Stored data
────────────────

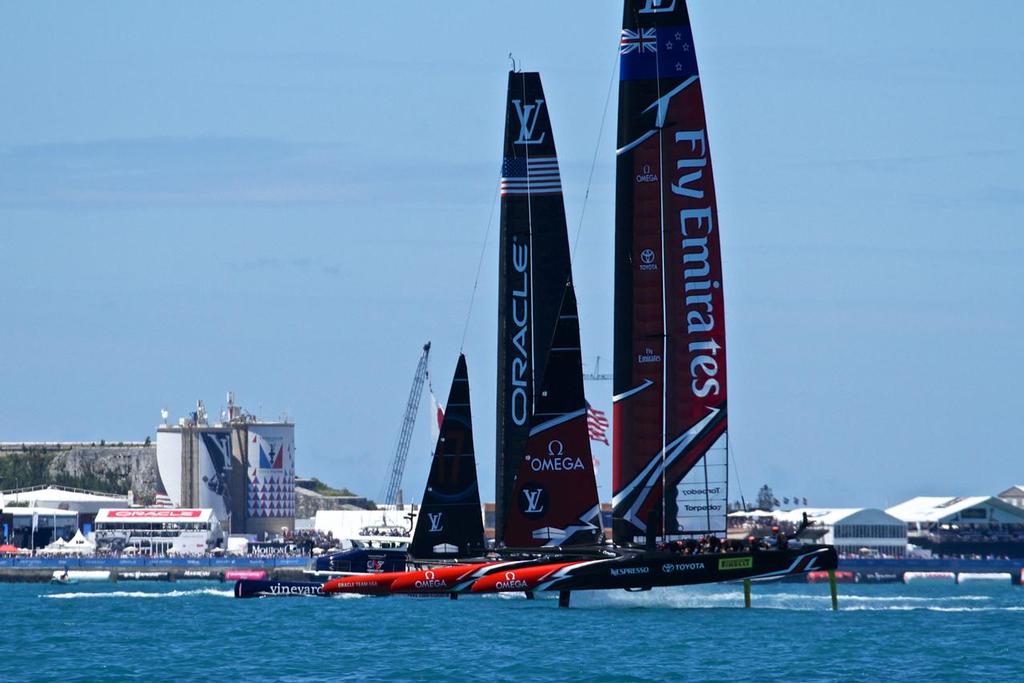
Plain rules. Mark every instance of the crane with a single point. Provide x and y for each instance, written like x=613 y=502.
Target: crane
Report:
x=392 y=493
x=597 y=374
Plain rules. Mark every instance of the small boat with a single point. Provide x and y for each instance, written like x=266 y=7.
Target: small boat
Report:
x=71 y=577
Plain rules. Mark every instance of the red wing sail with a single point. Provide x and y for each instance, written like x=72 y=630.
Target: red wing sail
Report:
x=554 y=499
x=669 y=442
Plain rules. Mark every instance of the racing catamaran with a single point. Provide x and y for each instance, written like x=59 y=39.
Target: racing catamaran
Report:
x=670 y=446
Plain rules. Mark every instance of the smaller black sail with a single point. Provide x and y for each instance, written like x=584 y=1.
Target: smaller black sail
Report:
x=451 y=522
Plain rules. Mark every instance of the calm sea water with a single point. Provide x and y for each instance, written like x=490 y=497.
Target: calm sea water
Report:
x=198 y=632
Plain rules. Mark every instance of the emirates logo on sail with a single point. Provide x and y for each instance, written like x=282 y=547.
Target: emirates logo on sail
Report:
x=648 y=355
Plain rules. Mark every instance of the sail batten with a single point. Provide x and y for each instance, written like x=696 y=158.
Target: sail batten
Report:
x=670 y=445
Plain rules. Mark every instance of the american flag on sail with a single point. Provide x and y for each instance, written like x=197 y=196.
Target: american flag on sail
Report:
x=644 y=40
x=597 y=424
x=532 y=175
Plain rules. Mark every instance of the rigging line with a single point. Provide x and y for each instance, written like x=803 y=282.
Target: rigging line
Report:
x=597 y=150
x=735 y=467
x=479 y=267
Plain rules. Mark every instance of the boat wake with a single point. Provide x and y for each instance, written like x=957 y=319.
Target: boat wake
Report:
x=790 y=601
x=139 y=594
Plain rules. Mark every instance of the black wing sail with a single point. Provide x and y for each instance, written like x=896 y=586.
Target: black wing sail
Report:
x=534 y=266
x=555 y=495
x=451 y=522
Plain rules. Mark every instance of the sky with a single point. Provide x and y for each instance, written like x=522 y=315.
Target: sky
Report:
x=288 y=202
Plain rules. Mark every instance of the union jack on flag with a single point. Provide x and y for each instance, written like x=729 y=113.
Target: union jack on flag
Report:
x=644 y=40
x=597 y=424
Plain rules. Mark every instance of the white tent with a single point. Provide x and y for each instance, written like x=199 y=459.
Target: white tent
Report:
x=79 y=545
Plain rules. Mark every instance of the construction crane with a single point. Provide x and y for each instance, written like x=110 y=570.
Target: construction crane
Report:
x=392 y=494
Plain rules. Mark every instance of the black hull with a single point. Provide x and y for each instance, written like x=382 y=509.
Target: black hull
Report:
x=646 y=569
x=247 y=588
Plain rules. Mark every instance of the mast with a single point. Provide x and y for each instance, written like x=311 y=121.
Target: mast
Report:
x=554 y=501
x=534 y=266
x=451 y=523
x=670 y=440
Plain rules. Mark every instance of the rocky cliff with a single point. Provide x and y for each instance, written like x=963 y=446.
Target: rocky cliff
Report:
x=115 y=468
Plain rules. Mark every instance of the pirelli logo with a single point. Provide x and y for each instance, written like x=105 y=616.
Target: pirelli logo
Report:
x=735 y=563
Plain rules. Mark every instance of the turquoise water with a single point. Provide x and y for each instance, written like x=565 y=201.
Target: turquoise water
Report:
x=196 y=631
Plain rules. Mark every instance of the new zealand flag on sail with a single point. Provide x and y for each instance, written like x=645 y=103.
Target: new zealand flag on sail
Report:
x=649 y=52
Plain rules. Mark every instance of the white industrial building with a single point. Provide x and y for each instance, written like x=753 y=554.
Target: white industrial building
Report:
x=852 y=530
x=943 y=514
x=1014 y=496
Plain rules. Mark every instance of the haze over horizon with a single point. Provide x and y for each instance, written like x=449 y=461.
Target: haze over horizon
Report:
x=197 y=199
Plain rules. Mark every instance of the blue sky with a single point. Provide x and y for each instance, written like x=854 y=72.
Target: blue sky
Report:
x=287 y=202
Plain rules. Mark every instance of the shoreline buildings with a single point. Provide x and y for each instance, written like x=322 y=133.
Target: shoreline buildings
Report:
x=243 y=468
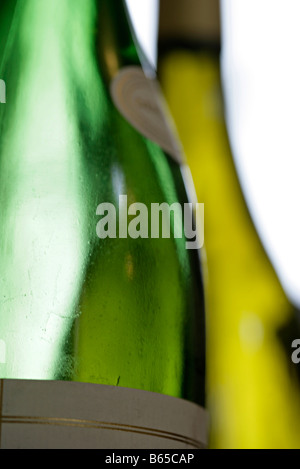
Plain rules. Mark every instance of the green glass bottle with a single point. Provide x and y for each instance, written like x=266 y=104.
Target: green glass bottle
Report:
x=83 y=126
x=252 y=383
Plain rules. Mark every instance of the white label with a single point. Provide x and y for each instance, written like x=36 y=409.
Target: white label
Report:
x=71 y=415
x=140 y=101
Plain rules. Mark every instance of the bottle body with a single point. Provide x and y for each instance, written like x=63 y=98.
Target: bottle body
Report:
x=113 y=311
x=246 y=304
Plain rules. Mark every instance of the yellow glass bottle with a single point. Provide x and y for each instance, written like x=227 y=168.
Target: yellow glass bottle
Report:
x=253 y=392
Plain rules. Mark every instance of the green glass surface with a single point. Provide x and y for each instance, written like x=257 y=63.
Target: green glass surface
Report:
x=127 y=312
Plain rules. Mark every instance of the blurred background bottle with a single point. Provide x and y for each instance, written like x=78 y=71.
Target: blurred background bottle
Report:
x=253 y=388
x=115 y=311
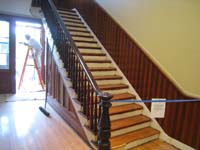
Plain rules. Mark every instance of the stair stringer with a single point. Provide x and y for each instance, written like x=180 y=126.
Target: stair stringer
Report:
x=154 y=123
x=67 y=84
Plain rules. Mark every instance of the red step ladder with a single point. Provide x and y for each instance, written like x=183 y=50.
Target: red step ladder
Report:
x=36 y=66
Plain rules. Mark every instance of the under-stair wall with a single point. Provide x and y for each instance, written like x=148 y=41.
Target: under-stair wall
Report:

────────────────

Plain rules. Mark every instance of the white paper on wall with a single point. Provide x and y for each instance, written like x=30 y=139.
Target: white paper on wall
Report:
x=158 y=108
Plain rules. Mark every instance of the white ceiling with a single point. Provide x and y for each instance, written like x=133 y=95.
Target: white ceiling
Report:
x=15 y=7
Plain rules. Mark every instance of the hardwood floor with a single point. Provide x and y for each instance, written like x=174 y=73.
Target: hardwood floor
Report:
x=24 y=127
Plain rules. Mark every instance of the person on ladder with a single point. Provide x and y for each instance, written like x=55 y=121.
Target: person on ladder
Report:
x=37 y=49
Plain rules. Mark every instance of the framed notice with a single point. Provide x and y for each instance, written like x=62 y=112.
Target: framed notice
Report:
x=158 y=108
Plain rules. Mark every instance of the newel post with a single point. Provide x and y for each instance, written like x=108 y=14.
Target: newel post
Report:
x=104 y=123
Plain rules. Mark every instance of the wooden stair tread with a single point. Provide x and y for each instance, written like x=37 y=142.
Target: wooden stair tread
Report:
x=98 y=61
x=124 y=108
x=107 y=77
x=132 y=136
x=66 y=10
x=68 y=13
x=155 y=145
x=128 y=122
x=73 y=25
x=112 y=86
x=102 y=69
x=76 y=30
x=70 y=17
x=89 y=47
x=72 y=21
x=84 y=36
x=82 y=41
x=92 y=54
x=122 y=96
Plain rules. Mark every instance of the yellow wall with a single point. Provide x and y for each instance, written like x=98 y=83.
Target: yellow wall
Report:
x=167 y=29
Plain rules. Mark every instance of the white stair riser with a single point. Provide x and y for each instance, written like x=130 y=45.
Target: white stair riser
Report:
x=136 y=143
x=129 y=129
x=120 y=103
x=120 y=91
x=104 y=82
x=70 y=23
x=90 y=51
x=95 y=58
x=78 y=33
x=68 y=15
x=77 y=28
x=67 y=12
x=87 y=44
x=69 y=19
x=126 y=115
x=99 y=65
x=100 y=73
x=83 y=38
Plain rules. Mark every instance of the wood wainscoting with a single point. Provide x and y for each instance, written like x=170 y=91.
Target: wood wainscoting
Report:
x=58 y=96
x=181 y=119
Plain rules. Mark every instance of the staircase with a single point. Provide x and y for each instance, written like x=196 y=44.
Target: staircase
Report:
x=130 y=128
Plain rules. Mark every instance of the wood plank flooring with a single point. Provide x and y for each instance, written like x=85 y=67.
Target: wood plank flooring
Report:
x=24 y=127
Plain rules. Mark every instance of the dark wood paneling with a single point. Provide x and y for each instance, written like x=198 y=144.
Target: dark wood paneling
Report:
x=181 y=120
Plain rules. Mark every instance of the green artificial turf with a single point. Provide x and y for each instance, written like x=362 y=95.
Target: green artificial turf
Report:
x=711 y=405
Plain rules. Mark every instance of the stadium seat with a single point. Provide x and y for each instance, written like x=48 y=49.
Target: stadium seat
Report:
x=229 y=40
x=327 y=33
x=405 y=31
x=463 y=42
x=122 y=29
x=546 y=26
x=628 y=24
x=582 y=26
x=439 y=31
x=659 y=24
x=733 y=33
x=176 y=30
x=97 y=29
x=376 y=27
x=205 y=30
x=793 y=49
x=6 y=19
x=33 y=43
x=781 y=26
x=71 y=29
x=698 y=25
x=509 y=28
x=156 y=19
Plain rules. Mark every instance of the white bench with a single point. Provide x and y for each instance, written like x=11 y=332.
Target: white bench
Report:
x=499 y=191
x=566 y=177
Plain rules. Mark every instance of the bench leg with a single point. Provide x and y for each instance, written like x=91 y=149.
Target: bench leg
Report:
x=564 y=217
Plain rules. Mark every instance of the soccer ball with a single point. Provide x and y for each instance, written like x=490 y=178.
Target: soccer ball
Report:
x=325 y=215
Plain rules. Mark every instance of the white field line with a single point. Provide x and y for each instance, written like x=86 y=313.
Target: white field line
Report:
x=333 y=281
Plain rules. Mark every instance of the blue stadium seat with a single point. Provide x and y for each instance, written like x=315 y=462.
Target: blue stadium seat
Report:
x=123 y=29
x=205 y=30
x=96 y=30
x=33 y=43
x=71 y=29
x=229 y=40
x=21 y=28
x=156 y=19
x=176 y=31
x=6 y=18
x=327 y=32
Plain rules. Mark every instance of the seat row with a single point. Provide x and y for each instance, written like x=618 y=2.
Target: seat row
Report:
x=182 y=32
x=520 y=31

────────────────

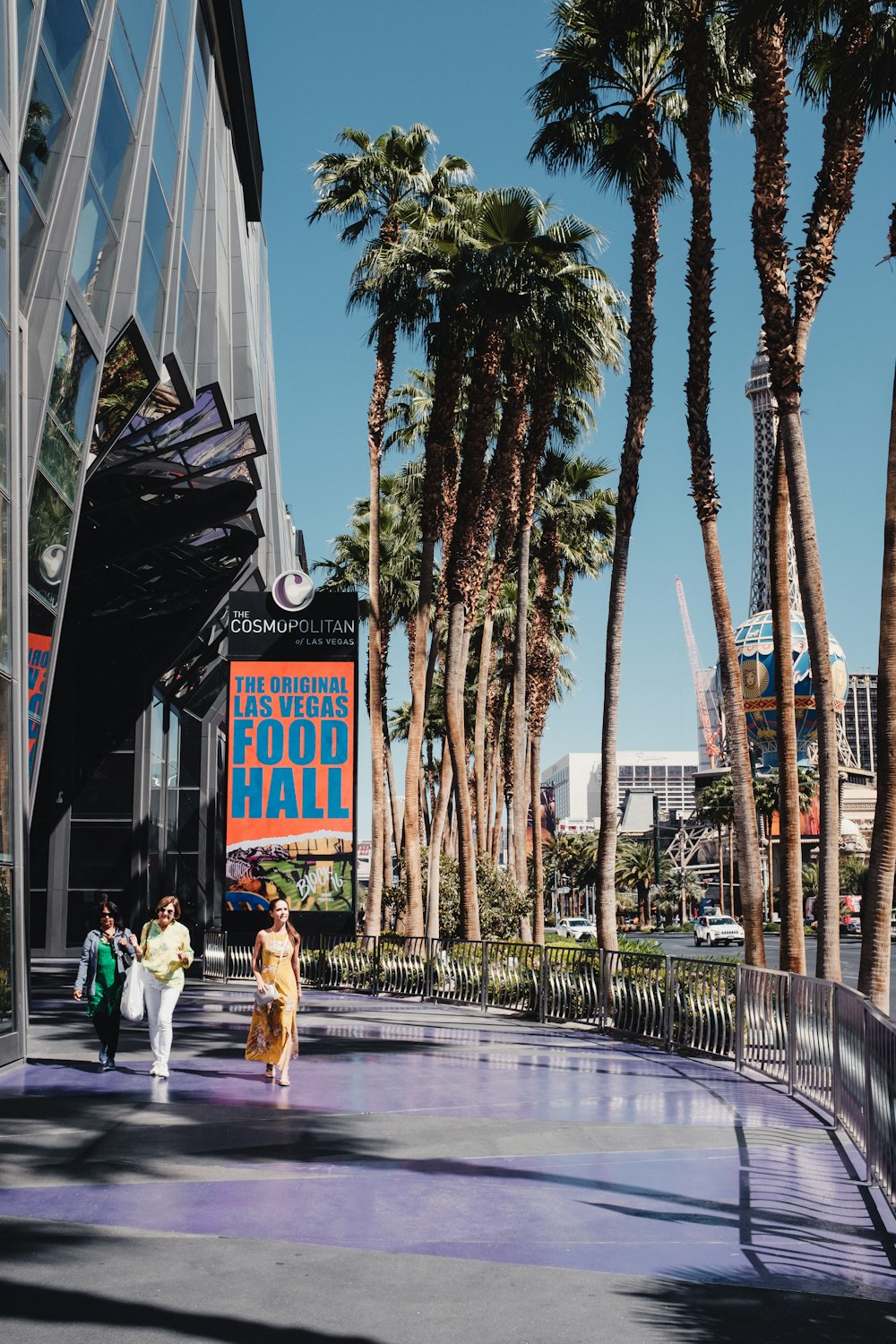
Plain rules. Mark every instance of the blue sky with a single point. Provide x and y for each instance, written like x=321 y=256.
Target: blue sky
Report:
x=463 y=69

────────────────

Reproduce the lines from the one containing "Plain rules. Mark every instance of the green artificial" through the one containing "x=711 y=405", both included.

Plain rules. Mark every instance of the green artificial turf with a single point. Provide x and y for each instance, written like x=362 y=95.
Target: green artificial turf
Report:
x=711 y=405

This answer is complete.